**Given exercise**
Print, please, the line that contains "the red and" and each line after it to the end of the entries, unchanged and with nothing else.
** begin Dataset records **
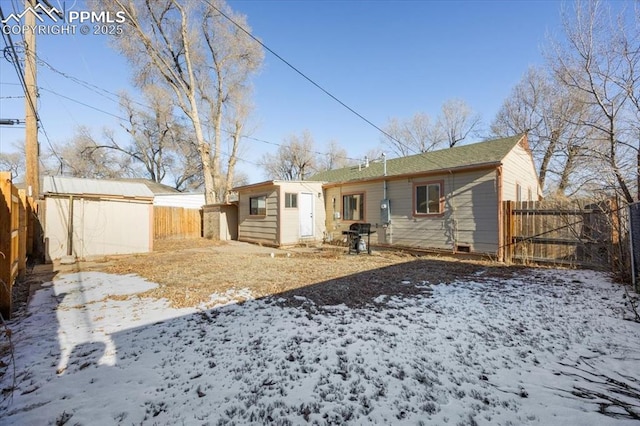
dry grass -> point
(189, 271)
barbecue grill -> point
(355, 237)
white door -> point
(306, 214)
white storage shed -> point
(90, 217)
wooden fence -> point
(176, 222)
(566, 233)
(17, 227)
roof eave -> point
(481, 166)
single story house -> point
(281, 213)
(448, 200)
(90, 217)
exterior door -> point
(306, 214)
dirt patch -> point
(190, 271)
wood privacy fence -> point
(576, 233)
(176, 222)
(17, 226)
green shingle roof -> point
(445, 159)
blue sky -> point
(382, 58)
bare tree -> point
(13, 162)
(549, 114)
(80, 157)
(193, 50)
(457, 121)
(598, 60)
(238, 108)
(414, 135)
(336, 157)
(294, 160)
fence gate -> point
(576, 233)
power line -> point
(20, 72)
(303, 75)
(102, 91)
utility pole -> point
(32, 148)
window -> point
(353, 207)
(258, 205)
(428, 198)
(290, 200)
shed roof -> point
(155, 187)
(78, 186)
(477, 154)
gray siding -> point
(470, 212)
(519, 169)
(263, 229)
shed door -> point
(306, 214)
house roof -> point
(466, 156)
(273, 183)
(78, 186)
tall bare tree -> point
(548, 113)
(294, 160)
(79, 157)
(335, 157)
(599, 59)
(411, 136)
(457, 121)
(419, 134)
(197, 53)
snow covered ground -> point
(548, 348)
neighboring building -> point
(448, 200)
(281, 213)
(89, 217)
(187, 200)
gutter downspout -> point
(70, 228)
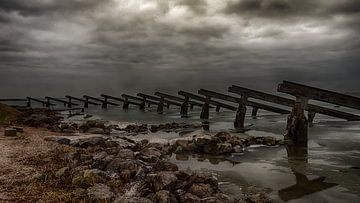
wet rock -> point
(162, 180)
(100, 193)
(125, 154)
(89, 142)
(94, 130)
(93, 176)
(201, 190)
(63, 172)
(58, 139)
(10, 132)
(162, 196)
(132, 200)
(190, 198)
(163, 165)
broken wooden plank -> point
(203, 99)
(69, 104)
(237, 100)
(315, 93)
(175, 98)
(44, 103)
(289, 102)
(104, 102)
(86, 102)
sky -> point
(52, 47)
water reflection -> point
(298, 159)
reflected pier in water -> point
(298, 159)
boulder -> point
(94, 130)
(201, 190)
(163, 165)
(162, 196)
(10, 132)
(100, 193)
(162, 180)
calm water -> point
(327, 171)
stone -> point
(10, 132)
(92, 176)
(163, 165)
(126, 154)
(162, 180)
(190, 198)
(162, 196)
(100, 193)
(65, 171)
(94, 130)
(201, 190)
(132, 200)
(58, 139)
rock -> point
(126, 154)
(190, 198)
(162, 196)
(217, 148)
(162, 180)
(95, 130)
(132, 200)
(238, 149)
(10, 132)
(18, 129)
(58, 139)
(163, 165)
(100, 193)
(63, 172)
(201, 190)
(89, 142)
(93, 176)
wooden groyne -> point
(297, 123)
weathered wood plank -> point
(203, 99)
(237, 100)
(175, 98)
(289, 102)
(315, 93)
(158, 99)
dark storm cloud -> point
(121, 45)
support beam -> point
(253, 104)
(66, 103)
(104, 102)
(86, 102)
(314, 93)
(175, 98)
(44, 103)
(289, 102)
(142, 100)
(203, 99)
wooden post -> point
(205, 109)
(311, 116)
(240, 114)
(297, 124)
(184, 106)
(160, 108)
(126, 103)
(254, 111)
(217, 108)
(104, 105)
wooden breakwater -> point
(297, 123)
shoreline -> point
(88, 169)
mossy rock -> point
(7, 113)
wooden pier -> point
(86, 102)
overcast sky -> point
(55, 47)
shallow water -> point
(327, 171)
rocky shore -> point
(98, 166)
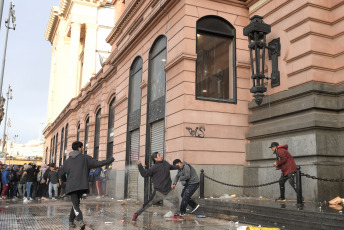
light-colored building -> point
(178, 81)
(32, 149)
(77, 30)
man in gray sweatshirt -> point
(161, 179)
(188, 177)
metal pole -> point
(5, 49)
(3, 139)
(201, 185)
(299, 186)
(1, 9)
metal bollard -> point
(201, 185)
(299, 186)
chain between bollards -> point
(299, 186)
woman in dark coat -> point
(77, 168)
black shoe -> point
(80, 224)
(281, 199)
(71, 225)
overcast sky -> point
(27, 67)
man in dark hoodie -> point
(161, 179)
(188, 177)
(284, 162)
(77, 168)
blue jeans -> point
(28, 188)
(15, 189)
(187, 192)
(51, 187)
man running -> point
(77, 167)
(161, 179)
(188, 177)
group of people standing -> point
(31, 182)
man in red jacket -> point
(285, 162)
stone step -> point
(271, 216)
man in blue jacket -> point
(5, 180)
(161, 179)
(189, 179)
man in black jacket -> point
(161, 179)
(77, 168)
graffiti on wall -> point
(197, 132)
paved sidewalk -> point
(99, 214)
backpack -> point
(22, 178)
(91, 176)
(11, 176)
(102, 174)
(45, 175)
(39, 176)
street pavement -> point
(104, 213)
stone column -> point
(89, 54)
(74, 58)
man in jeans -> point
(188, 177)
(77, 168)
(161, 179)
(53, 178)
(284, 162)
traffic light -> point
(2, 103)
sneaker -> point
(178, 217)
(71, 225)
(280, 199)
(194, 210)
(135, 217)
(80, 224)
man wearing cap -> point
(285, 162)
(161, 179)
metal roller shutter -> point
(133, 171)
(157, 137)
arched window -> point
(51, 150)
(61, 147)
(65, 144)
(155, 127)
(97, 135)
(86, 134)
(78, 133)
(216, 60)
(134, 121)
(46, 155)
(111, 129)
(56, 143)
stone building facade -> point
(178, 81)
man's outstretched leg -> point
(154, 198)
(173, 198)
(76, 213)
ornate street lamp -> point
(256, 32)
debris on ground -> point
(336, 200)
(225, 196)
(169, 214)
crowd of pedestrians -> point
(30, 182)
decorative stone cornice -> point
(123, 20)
(62, 10)
(52, 23)
(179, 58)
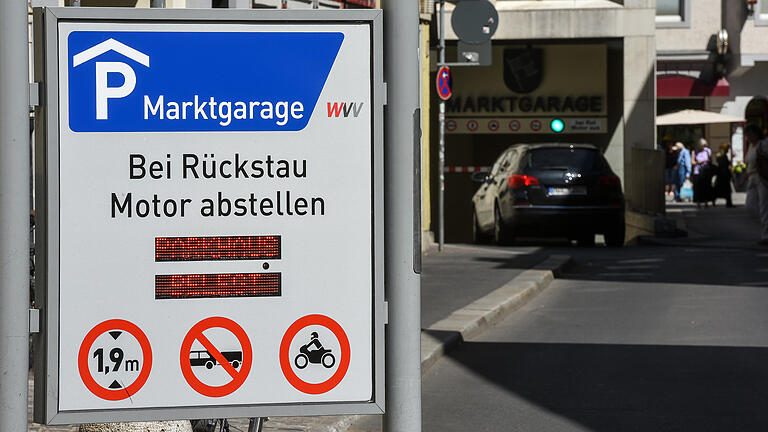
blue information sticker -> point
(196, 81)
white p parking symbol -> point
(103, 91)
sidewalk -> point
(465, 289)
(719, 227)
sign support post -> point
(402, 214)
(441, 151)
(14, 212)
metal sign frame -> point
(47, 141)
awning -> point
(695, 117)
(677, 86)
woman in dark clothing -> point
(702, 174)
(723, 176)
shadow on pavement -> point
(620, 387)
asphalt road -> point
(607, 356)
(645, 338)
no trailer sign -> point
(210, 206)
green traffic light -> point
(557, 125)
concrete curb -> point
(473, 319)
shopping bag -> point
(686, 192)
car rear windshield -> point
(565, 158)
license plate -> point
(573, 190)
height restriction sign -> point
(205, 181)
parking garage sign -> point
(207, 183)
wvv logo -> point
(103, 68)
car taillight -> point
(516, 181)
(609, 180)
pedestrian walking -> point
(670, 166)
(701, 159)
(723, 176)
(683, 171)
(757, 185)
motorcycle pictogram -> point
(318, 355)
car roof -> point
(554, 145)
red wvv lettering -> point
(344, 109)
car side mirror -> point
(479, 177)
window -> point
(673, 13)
(761, 13)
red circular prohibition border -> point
(186, 347)
(285, 360)
(85, 348)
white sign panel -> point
(216, 217)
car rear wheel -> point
(501, 233)
(614, 236)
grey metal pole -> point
(14, 214)
(441, 150)
(402, 213)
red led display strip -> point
(217, 248)
(181, 286)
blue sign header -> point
(196, 81)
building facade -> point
(589, 63)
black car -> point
(563, 190)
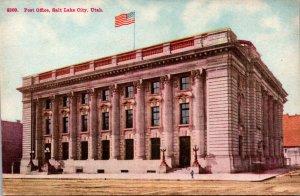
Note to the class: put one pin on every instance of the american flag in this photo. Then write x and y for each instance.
(125, 19)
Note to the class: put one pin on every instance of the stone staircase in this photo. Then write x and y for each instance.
(180, 170)
(38, 173)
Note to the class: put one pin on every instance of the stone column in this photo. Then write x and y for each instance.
(73, 127)
(271, 126)
(265, 125)
(140, 120)
(167, 114)
(277, 133)
(92, 125)
(115, 137)
(39, 131)
(280, 112)
(54, 128)
(198, 112)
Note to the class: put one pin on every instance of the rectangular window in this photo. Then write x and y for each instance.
(155, 148)
(154, 87)
(65, 124)
(129, 119)
(184, 83)
(105, 121)
(65, 148)
(48, 104)
(84, 123)
(240, 145)
(85, 98)
(155, 116)
(129, 149)
(65, 101)
(84, 150)
(129, 91)
(184, 113)
(105, 95)
(48, 126)
(105, 149)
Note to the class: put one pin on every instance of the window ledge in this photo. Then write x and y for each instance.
(103, 131)
(65, 133)
(155, 127)
(184, 125)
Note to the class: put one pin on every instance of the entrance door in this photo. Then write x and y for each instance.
(129, 149)
(155, 148)
(105, 150)
(48, 148)
(185, 151)
(84, 150)
(65, 146)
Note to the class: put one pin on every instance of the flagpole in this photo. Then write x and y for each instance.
(134, 31)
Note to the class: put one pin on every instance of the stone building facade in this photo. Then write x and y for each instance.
(291, 139)
(114, 114)
(11, 146)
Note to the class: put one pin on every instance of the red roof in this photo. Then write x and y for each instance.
(291, 130)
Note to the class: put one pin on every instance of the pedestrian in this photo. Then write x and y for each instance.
(192, 173)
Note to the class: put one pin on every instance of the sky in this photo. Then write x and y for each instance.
(32, 43)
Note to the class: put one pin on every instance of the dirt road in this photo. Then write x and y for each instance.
(279, 185)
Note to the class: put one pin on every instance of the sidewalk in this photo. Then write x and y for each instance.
(169, 176)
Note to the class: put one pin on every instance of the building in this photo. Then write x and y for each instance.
(291, 139)
(114, 114)
(11, 146)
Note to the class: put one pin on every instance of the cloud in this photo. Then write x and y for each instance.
(271, 22)
(200, 15)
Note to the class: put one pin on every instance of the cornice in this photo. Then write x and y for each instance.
(265, 72)
(167, 60)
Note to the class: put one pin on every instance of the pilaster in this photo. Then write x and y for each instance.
(73, 127)
(92, 125)
(167, 112)
(198, 111)
(54, 128)
(140, 120)
(115, 138)
(39, 131)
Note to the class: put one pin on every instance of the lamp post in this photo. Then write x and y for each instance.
(196, 163)
(47, 156)
(163, 161)
(31, 164)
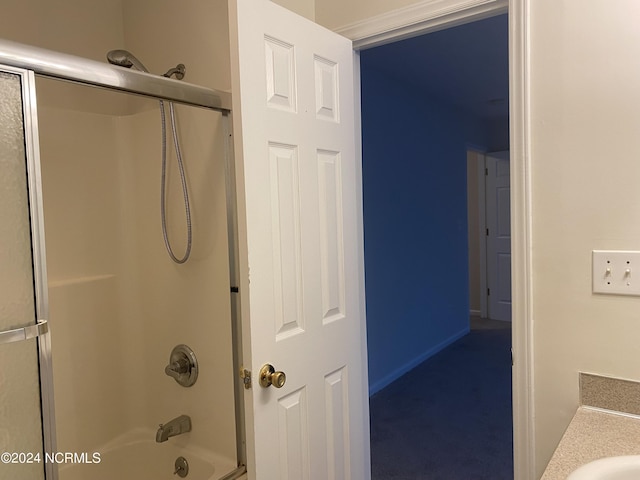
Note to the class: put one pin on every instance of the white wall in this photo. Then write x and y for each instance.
(586, 165)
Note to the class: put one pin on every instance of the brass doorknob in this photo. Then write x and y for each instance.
(269, 376)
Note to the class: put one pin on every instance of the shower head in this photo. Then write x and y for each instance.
(125, 59)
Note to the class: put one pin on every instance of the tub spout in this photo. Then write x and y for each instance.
(177, 426)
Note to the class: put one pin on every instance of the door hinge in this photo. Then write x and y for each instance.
(245, 375)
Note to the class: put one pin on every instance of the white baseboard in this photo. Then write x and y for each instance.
(383, 382)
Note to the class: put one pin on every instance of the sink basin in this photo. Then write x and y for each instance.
(610, 468)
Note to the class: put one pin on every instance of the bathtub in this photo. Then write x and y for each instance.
(136, 456)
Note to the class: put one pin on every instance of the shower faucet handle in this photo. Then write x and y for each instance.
(177, 368)
(183, 366)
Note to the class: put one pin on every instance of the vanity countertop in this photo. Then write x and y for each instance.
(593, 434)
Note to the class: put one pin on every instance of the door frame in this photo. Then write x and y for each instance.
(433, 15)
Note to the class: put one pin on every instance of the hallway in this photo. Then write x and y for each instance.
(450, 418)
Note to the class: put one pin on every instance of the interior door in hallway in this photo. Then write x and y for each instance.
(498, 223)
(300, 248)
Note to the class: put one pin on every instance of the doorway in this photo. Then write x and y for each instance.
(424, 101)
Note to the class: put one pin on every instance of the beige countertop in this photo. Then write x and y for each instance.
(593, 434)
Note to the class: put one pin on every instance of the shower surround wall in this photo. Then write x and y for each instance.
(118, 303)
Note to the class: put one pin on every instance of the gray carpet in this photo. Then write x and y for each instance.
(450, 417)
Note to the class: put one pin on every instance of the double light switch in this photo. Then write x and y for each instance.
(616, 272)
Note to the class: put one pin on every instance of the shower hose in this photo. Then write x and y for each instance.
(163, 188)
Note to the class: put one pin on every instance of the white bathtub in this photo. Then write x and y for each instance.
(136, 456)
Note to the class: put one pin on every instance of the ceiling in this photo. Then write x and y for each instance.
(467, 66)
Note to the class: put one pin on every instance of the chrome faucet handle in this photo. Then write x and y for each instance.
(177, 368)
(183, 366)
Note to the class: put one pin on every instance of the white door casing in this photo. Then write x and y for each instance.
(300, 277)
(498, 222)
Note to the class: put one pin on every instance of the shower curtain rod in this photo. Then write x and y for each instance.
(90, 72)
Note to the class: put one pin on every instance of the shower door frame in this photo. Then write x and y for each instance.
(38, 254)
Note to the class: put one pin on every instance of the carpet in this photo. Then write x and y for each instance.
(450, 418)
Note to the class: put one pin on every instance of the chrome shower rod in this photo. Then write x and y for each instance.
(90, 72)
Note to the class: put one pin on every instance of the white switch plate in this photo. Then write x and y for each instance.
(616, 272)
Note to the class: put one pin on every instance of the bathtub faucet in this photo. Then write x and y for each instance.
(177, 426)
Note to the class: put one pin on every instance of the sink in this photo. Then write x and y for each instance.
(610, 468)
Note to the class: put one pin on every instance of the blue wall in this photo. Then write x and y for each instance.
(415, 223)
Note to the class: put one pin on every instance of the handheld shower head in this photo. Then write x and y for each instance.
(126, 59)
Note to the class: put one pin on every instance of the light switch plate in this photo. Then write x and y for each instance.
(616, 272)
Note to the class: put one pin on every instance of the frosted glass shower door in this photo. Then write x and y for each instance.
(22, 337)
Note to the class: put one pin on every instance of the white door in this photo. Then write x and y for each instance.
(498, 235)
(300, 249)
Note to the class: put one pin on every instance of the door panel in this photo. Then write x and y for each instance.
(499, 235)
(20, 414)
(300, 285)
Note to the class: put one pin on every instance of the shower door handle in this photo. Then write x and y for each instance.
(24, 333)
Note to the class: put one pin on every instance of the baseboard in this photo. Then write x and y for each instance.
(383, 382)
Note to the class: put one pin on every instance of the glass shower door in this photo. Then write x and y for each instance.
(24, 347)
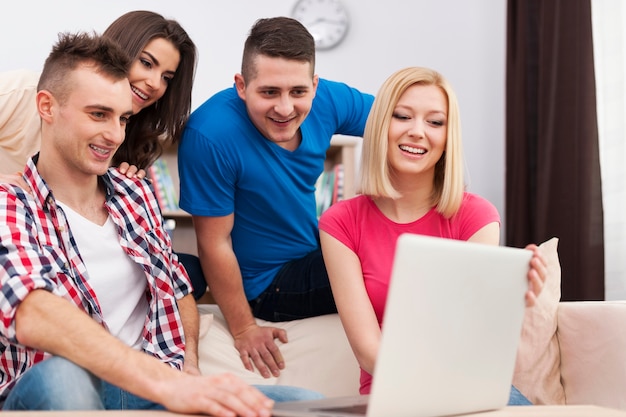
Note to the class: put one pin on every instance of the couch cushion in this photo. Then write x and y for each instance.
(537, 370)
(19, 120)
(317, 356)
(592, 337)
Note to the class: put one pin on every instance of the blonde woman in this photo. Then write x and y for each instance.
(411, 181)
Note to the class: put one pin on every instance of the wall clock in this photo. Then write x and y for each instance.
(327, 20)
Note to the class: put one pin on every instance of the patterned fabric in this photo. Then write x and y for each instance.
(38, 251)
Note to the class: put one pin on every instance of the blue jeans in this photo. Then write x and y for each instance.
(299, 290)
(58, 384)
(517, 398)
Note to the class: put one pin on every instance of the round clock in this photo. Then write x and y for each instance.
(327, 20)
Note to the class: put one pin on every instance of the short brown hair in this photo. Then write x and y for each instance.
(74, 49)
(277, 37)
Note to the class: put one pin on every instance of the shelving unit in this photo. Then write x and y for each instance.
(342, 150)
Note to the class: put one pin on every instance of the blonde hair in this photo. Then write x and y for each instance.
(375, 177)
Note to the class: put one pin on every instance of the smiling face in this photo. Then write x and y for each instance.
(278, 98)
(418, 131)
(152, 71)
(84, 131)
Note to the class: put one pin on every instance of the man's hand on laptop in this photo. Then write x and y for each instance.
(536, 274)
(256, 346)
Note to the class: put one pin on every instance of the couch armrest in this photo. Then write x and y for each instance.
(317, 356)
(592, 340)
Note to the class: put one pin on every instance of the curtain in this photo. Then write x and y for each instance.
(609, 44)
(553, 185)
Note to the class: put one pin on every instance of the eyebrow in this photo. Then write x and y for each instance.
(156, 61)
(106, 109)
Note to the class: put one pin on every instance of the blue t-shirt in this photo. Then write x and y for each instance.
(227, 166)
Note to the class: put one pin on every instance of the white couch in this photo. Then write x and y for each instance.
(570, 353)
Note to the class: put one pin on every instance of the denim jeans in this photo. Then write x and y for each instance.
(58, 384)
(194, 270)
(517, 398)
(300, 289)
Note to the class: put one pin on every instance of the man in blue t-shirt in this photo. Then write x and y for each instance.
(248, 162)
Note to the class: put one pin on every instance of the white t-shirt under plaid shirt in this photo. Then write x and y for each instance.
(38, 251)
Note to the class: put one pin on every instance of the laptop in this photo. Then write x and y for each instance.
(450, 333)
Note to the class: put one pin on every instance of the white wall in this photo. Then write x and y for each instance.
(465, 40)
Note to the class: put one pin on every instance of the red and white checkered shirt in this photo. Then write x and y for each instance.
(38, 251)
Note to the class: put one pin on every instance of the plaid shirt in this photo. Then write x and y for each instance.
(38, 251)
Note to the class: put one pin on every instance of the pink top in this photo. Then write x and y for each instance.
(362, 227)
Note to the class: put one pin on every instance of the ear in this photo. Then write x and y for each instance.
(45, 104)
(240, 84)
(316, 81)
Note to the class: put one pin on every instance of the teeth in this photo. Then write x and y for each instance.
(410, 149)
(99, 150)
(139, 93)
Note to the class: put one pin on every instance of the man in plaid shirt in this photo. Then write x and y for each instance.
(96, 311)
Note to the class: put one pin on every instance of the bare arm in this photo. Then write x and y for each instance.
(90, 346)
(220, 267)
(189, 316)
(353, 303)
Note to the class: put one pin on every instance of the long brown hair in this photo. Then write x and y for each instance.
(161, 123)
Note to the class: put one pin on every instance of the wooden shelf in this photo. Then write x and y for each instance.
(342, 150)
** end Dataset records **
**The completed task**
Note to the class: put one pin on every instance of the red and white checkered shirt in this photo. Then write x and y for each instance.
(38, 251)
Note to the class: put one pin on every instance of the plaid shirt in this photo. Then write x and y for each instance.
(38, 251)
Note to the class: put one pin on every instance of the pink top in this photo. Then write x and y for each instance.
(362, 227)
Note to the class: put one pin on every instance of the ear in this photo. Then write x and y for each instance.
(45, 104)
(240, 84)
(316, 81)
Note to the class: put one pin on every instance of the teeth in this photo. Then write x and y for each instance.
(410, 149)
(99, 150)
(139, 93)
Note to the class: put one pin on every instance of the man in plaid shirt in this photo. Then write x and y for each instance.
(96, 311)
Note to the class: put one pin on every instance of the bare arm in this photo. Then write x and y for each instance.
(90, 346)
(220, 267)
(189, 316)
(353, 303)
Note to the class: put one pin on every instance of the long brown hair in this photo. Then write x and y for each instance.
(161, 123)
Note to the class: put one pin on every instance of the wooden shelf in this photo. Then write x and y for each instance.
(342, 150)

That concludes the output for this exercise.